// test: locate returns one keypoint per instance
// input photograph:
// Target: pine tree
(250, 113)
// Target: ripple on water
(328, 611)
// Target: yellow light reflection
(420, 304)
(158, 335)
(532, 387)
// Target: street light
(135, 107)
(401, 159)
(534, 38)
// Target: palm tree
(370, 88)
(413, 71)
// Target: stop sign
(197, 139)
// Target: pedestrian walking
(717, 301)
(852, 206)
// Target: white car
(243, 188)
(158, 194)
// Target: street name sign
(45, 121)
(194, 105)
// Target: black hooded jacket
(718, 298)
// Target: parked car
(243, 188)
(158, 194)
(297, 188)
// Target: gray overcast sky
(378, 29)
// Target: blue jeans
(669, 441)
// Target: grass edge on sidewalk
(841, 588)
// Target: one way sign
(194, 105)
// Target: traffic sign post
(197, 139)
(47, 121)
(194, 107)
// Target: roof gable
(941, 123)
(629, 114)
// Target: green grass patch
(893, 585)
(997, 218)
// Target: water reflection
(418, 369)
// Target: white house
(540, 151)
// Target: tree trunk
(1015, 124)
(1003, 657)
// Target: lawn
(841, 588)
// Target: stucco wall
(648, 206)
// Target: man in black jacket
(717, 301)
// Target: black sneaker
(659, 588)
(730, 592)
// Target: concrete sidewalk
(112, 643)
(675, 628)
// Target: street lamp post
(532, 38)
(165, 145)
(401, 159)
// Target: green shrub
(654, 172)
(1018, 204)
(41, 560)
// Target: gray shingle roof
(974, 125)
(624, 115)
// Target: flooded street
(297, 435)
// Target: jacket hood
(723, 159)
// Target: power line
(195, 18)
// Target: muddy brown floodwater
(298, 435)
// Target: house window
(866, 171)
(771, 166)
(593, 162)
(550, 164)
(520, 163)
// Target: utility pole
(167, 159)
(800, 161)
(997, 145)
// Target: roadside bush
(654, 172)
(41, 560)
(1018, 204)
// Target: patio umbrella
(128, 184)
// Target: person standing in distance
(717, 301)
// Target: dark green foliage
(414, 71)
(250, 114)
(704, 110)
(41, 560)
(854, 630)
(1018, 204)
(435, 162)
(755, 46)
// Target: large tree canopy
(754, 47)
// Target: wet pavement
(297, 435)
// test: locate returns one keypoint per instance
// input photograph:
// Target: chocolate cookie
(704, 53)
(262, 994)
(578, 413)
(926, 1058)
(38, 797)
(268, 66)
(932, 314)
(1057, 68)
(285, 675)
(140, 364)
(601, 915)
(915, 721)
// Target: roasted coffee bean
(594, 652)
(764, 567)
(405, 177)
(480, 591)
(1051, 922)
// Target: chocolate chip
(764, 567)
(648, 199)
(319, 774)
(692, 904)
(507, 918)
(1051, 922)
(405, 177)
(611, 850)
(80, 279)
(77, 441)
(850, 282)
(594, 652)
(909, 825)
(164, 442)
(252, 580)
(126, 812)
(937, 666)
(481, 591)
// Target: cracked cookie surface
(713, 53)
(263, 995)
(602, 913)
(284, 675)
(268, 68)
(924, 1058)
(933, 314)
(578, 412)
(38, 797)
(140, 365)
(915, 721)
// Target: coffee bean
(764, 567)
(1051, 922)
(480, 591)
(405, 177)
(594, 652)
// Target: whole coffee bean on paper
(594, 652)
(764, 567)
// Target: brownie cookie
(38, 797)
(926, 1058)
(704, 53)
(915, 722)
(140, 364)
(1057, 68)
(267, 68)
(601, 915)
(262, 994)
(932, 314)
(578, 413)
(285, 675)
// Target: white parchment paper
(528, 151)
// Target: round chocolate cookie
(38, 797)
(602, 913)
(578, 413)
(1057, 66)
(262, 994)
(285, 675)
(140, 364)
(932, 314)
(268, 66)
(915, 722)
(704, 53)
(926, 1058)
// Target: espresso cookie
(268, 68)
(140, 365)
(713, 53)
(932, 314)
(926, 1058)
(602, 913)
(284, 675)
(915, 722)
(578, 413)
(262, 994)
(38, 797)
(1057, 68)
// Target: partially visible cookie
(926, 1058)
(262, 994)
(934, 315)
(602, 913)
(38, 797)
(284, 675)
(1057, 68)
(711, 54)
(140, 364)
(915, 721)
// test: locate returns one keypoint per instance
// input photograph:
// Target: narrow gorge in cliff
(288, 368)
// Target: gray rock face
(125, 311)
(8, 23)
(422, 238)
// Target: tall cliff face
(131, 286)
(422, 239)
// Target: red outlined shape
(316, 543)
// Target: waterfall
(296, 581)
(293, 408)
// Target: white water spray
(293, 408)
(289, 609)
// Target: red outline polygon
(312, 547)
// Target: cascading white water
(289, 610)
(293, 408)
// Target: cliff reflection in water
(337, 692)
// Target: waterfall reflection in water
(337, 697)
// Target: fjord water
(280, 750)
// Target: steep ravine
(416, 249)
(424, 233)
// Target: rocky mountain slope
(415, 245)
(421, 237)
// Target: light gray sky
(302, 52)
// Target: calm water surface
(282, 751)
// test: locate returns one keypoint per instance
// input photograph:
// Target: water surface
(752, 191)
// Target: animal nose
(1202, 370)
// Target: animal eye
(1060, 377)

Instruction: Copy every record exactly, with nothing added or dropped.

The answer:
// test: locate returns one keypoint per instance
// input photograph:
// Target: pine tree
(250, 113)
// Target: ripple on water
(328, 611)
// Target: yellow light reflection
(420, 304)
(158, 335)
(532, 387)
// Target: street light
(135, 107)
(401, 159)
(534, 38)
// Target: palm tree
(370, 88)
(413, 71)
// Target: stop sign
(197, 139)
// Target: pedestrian walking
(717, 301)
(852, 206)
// Target: white car
(243, 188)
(158, 194)
// Target: street name sign
(45, 121)
(194, 105)
// Target: black hooded jacket
(718, 298)
// Target: parked car
(243, 188)
(158, 194)
(297, 188)
// Target: gray overcast sky
(378, 29)
// Target: blue jeans
(669, 441)
// Target: grass edge on sidewalk
(841, 588)
// Target: one way sign
(194, 105)
// Target: traffic sign post
(197, 139)
(47, 121)
(194, 107)
// Target: roof gable
(941, 123)
(629, 114)
// Target: green grass patch
(893, 585)
(997, 218)
// Target: water reflection
(418, 369)
// Target: white house
(540, 151)
// Target: tree trunk
(1015, 124)
(1003, 657)
// Target: lawn
(841, 588)
// Target: stucco wall
(648, 206)
// Target: man in black jacket
(717, 301)
// Target: black sneaker
(659, 588)
(730, 592)
// Target: concrete sidewalk
(112, 643)
(675, 628)
// Target: street lamp post
(532, 38)
(165, 145)
(401, 159)
// Target: green shrub
(654, 172)
(1018, 204)
(41, 560)
// Target: gray shingle roof
(974, 125)
(624, 115)
// Target: flooded street
(297, 435)
// Target: jacket hood
(723, 159)
// Target: power line
(195, 18)
// Target: muddy brown floodwater
(298, 435)
// Target: house window
(866, 171)
(771, 166)
(593, 162)
(550, 164)
(520, 163)
// Target: utility pole
(167, 159)
(800, 161)
(997, 145)
// Target: roadside bush
(654, 172)
(41, 560)
(1018, 204)
// Target: patio umbrella
(128, 184)
// Target: person standing in distance
(717, 301)
// Target: dark green foliage
(414, 71)
(250, 114)
(704, 110)
(41, 560)
(854, 630)
(1018, 204)
(435, 162)
(755, 46)
// Target: large tree canopy
(754, 47)
// Target: wet pavement
(297, 435)
// test: locate returns one keypoint per instance
// input photograph:
// Target: chocolate cookie
(704, 53)
(262, 994)
(578, 413)
(926, 1058)
(38, 797)
(268, 66)
(932, 314)
(1057, 68)
(285, 675)
(140, 364)
(601, 915)
(915, 721)
// Target: roasted coffee bean
(594, 652)
(764, 567)
(405, 177)
(480, 591)
(1051, 922)
// Target: chocolate chip
(764, 567)
(648, 199)
(319, 774)
(692, 904)
(507, 918)
(1051, 922)
(405, 177)
(611, 850)
(80, 279)
(77, 441)
(850, 282)
(594, 652)
(909, 825)
(164, 442)
(252, 580)
(126, 812)
(937, 666)
(481, 591)
// Target: cracked cookie surface
(713, 53)
(263, 995)
(602, 913)
(284, 675)
(268, 68)
(924, 1058)
(933, 314)
(578, 412)
(38, 797)
(140, 365)
(915, 721)
// Target: coffee bean
(764, 567)
(1051, 922)
(480, 591)
(405, 177)
(594, 652)
// Target: whole coffee bean on paper
(594, 652)
(764, 567)
// Target: brownie cookie
(38, 797)
(926, 1058)
(704, 53)
(915, 722)
(140, 364)
(1057, 68)
(267, 68)
(601, 915)
(262, 994)
(932, 314)
(578, 413)
(285, 675)
// Target: white parchment paper
(528, 151)
// Target: round chocolate cookie
(38, 797)
(602, 913)
(578, 413)
(1057, 66)
(262, 994)
(285, 675)
(140, 364)
(932, 314)
(268, 66)
(915, 722)
(704, 53)
(926, 1058)
// Target: espresso cookie
(268, 68)
(140, 365)
(713, 53)
(932, 314)
(926, 1058)
(602, 913)
(284, 675)
(915, 722)
(578, 413)
(262, 994)
(38, 797)
(1057, 68)
// Target: partially visible cookie
(926, 1058)
(262, 994)
(934, 315)
(602, 913)
(38, 797)
(284, 675)
(1057, 68)
(711, 54)
(140, 364)
(915, 721)
// test: locate returns one keypoint per instance
// input photograph:
// Target: narrow gorge in cliff
(288, 368)
// Target: gray rock face
(125, 311)
(8, 23)
(422, 238)
// Target: tall cliff face
(131, 286)
(422, 239)
// Target: red outlined shape
(316, 543)
// Target: waterfall
(296, 581)
(293, 408)
// Target: white water spray
(293, 408)
(289, 609)
// Target: red outline polygon
(312, 547)
// Target: cascading white water
(289, 610)
(293, 408)
// Target: cliff reflection in water
(337, 692)
// Target: waterfall reflection in water
(337, 697)
// Target: fjord water
(280, 750)
// Target: steep ravine
(416, 249)
(424, 233)
// Target: rocky mountain slope
(415, 245)
(421, 237)
// Target: light gray sky
(302, 52)
// Target: calm water surface
(282, 751)
// test: locate returns one keypoint per instance
// input photograph:
// Target: water surface
(752, 191)
// Target: animal nose
(1202, 370)
// Target: animal eye
(1060, 377)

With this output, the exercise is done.